**INSTRUCTIONS FOR THE TASK:**
Format the part of the listing that opens with the line containing "Query: avocado pit" and closes with the line containing "(813, 1260)" as a JSON list of strings, one string per line, leaving out blank lines.

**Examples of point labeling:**
## begin
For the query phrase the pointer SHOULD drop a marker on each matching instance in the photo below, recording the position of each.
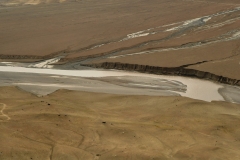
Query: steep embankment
(167, 71)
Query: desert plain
(49, 110)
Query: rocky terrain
(199, 35)
(80, 125)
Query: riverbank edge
(177, 71)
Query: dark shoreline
(178, 71)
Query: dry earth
(81, 125)
(167, 30)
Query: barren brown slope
(71, 27)
(80, 125)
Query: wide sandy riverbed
(45, 81)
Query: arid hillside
(202, 35)
(81, 125)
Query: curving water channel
(42, 81)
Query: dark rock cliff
(179, 71)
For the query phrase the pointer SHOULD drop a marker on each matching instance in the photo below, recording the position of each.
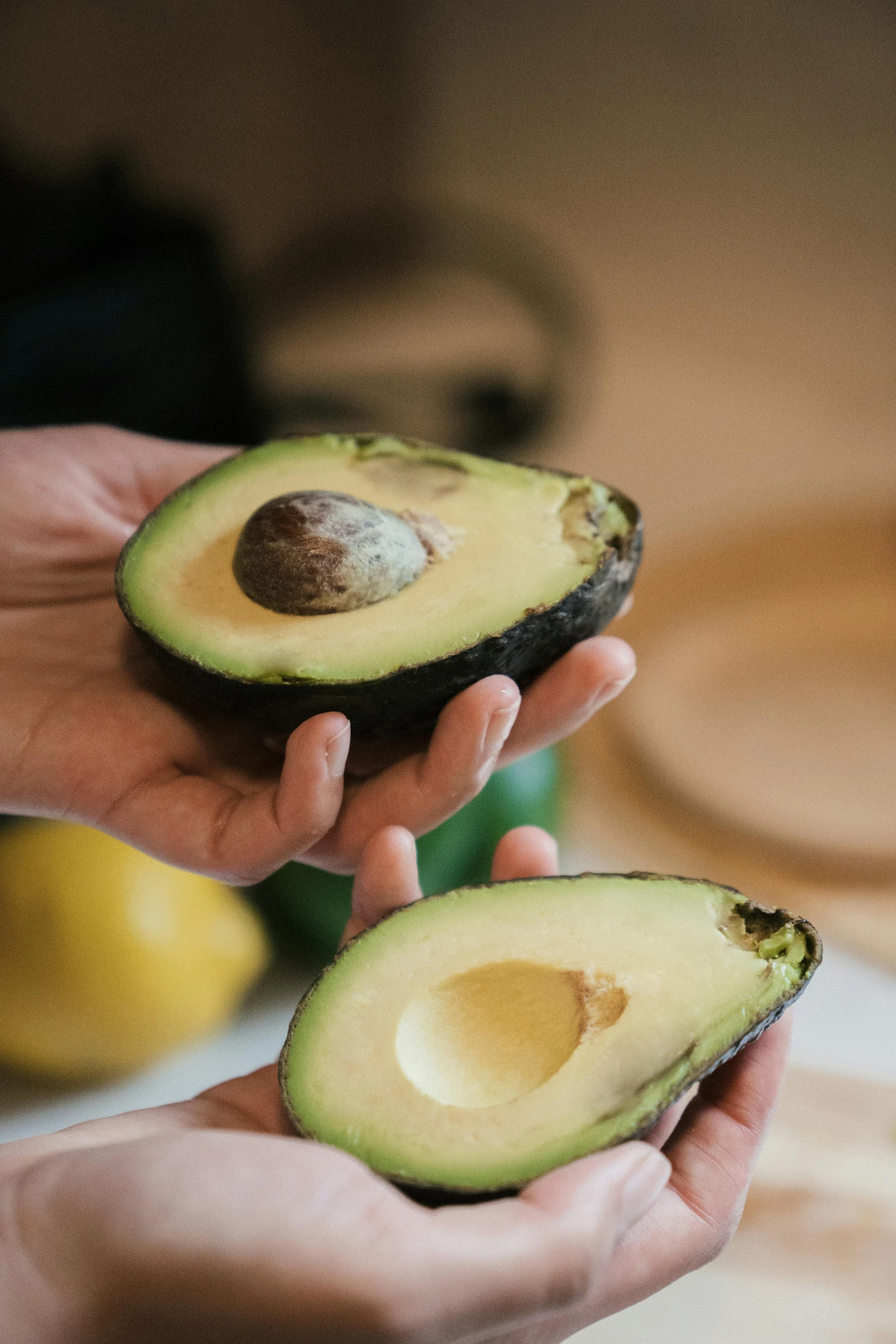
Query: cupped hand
(91, 731)
(207, 1220)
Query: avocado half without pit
(475, 1041)
(371, 575)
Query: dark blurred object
(114, 311)
(437, 323)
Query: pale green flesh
(694, 991)
(523, 540)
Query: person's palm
(91, 731)
(207, 1220)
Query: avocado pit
(312, 553)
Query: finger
(566, 697)
(712, 1155)
(241, 838)
(515, 1260)
(525, 853)
(386, 880)
(140, 471)
(667, 1124)
(425, 789)
(720, 1136)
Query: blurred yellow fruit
(108, 959)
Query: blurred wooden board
(711, 765)
(813, 1260)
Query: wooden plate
(756, 743)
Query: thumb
(621, 1183)
(546, 1250)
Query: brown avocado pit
(257, 604)
(312, 553)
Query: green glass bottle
(306, 908)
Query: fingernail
(336, 751)
(644, 1186)
(499, 727)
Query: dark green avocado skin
(758, 920)
(412, 698)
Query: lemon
(108, 957)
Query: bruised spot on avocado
(493, 1034)
(310, 553)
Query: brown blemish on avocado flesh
(312, 553)
(496, 1032)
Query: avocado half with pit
(475, 1041)
(371, 575)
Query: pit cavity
(495, 1034)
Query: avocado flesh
(525, 539)
(477, 1039)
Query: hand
(206, 1220)
(91, 731)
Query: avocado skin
(763, 920)
(412, 698)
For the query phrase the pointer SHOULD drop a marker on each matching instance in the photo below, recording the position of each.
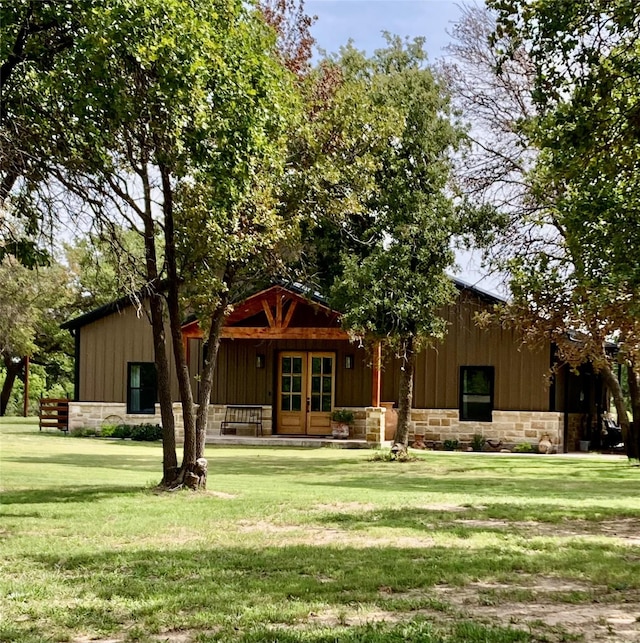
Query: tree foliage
(586, 89)
(393, 287)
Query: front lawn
(314, 545)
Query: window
(476, 393)
(142, 389)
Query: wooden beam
(25, 399)
(376, 378)
(287, 319)
(267, 310)
(242, 332)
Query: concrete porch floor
(305, 442)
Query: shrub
(343, 416)
(146, 432)
(478, 441)
(83, 432)
(121, 431)
(107, 430)
(450, 445)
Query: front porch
(371, 429)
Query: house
(284, 351)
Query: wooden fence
(54, 413)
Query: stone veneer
(428, 425)
(510, 427)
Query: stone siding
(427, 425)
(93, 415)
(510, 427)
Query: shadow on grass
(507, 517)
(66, 494)
(234, 589)
(89, 461)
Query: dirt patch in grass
(626, 529)
(612, 618)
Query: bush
(121, 431)
(343, 416)
(146, 432)
(107, 430)
(83, 432)
(478, 441)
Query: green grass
(306, 545)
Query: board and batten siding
(520, 372)
(107, 345)
(237, 380)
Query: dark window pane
(476, 394)
(142, 389)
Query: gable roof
(296, 289)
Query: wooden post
(25, 400)
(376, 378)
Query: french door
(306, 389)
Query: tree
(183, 105)
(33, 34)
(32, 305)
(585, 183)
(395, 290)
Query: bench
(54, 414)
(241, 415)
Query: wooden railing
(54, 413)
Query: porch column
(376, 378)
(375, 424)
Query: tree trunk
(208, 369)
(632, 441)
(189, 470)
(13, 369)
(401, 438)
(615, 389)
(169, 457)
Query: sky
(364, 21)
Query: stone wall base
(509, 427)
(427, 425)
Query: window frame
(476, 417)
(147, 389)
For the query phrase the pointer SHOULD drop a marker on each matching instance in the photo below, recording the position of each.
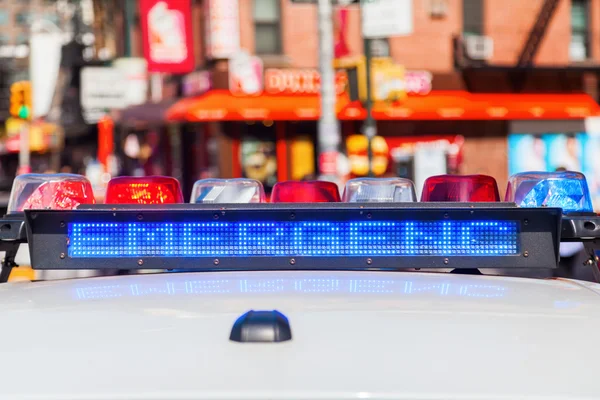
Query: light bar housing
(295, 236)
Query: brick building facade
(539, 46)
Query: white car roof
(382, 335)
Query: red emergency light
(143, 190)
(460, 188)
(49, 192)
(305, 192)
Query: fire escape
(537, 33)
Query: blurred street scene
(249, 88)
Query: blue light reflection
(293, 238)
(311, 285)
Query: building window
(22, 18)
(267, 29)
(22, 38)
(579, 47)
(473, 17)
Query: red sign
(299, 81)
(328, 163)
(167, 35)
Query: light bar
(307, 236)
(266, 238)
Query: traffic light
(20, 100)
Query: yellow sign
(357, 147)
(39, 133)
(387, 81)
(20, 100)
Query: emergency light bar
(378, 225)
(306, 236)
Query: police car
(309, 296)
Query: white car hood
(355, 335)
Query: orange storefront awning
(221, 105)
(461, 105)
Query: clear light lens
(216, 191)
(379, 190)
(567, 190)
(49, 191)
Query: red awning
(460, 105)
(220, 105)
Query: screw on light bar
(379, 190)
(228, 191)
(567, 190)
(305, 192)
(460, 188)
(49, 191)
(143, 190)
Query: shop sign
(328, 163)
(393, 82)
(196, 83)
(135, 73)
(42, 136)
(14, 51)
(167, 35)
(300, 81)
(102, 89)
(44, 65)
(386, 18)
(222, 28)
(245, 74)
(418, 82)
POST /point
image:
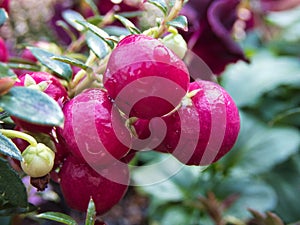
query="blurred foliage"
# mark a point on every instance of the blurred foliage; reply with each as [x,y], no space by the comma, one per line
[262,172]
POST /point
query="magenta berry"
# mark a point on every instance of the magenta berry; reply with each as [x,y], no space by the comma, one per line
[3,51]
[79,183]
[218,119]
[204,128]
[47,83]
[145,78]
[91,126]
## end
**REPLY:**
[
  "Query: avocado pit",
  "(312, 553)",
  "Query: finger",
  "(566, 697)",
  "(712, 1155)",
  "(241, 838)",
  "(515, 1260)",
  "(525, 853)",
  "(386, 880)",
  "(140, 471)",
  "(667, 1124)",
  "(425, 789)",
  "(720, 1136)",
  "Query: blurred yellow fruit",
  "(108, 959)",
  "Query: blurred wooden board",
  "(711, 765)",
  "(813, 1260)"
]